'''
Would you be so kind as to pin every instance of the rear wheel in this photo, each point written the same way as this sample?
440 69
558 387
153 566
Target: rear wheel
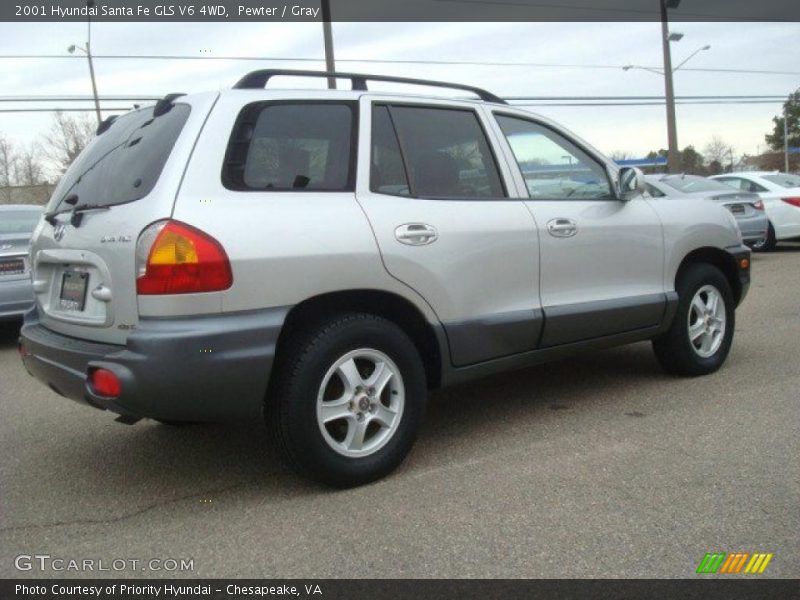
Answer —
700 337
768 243
349 400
'''
Your task is to return every entry exactly as it was written, with the pictures removed.

Would you be so kind as to pin every instance of the rear wheel in this photo, each point written the same way as this sample?
440 69
558 387
153 566
Target: rear wheel
Answer —
700 337
768 243
349 400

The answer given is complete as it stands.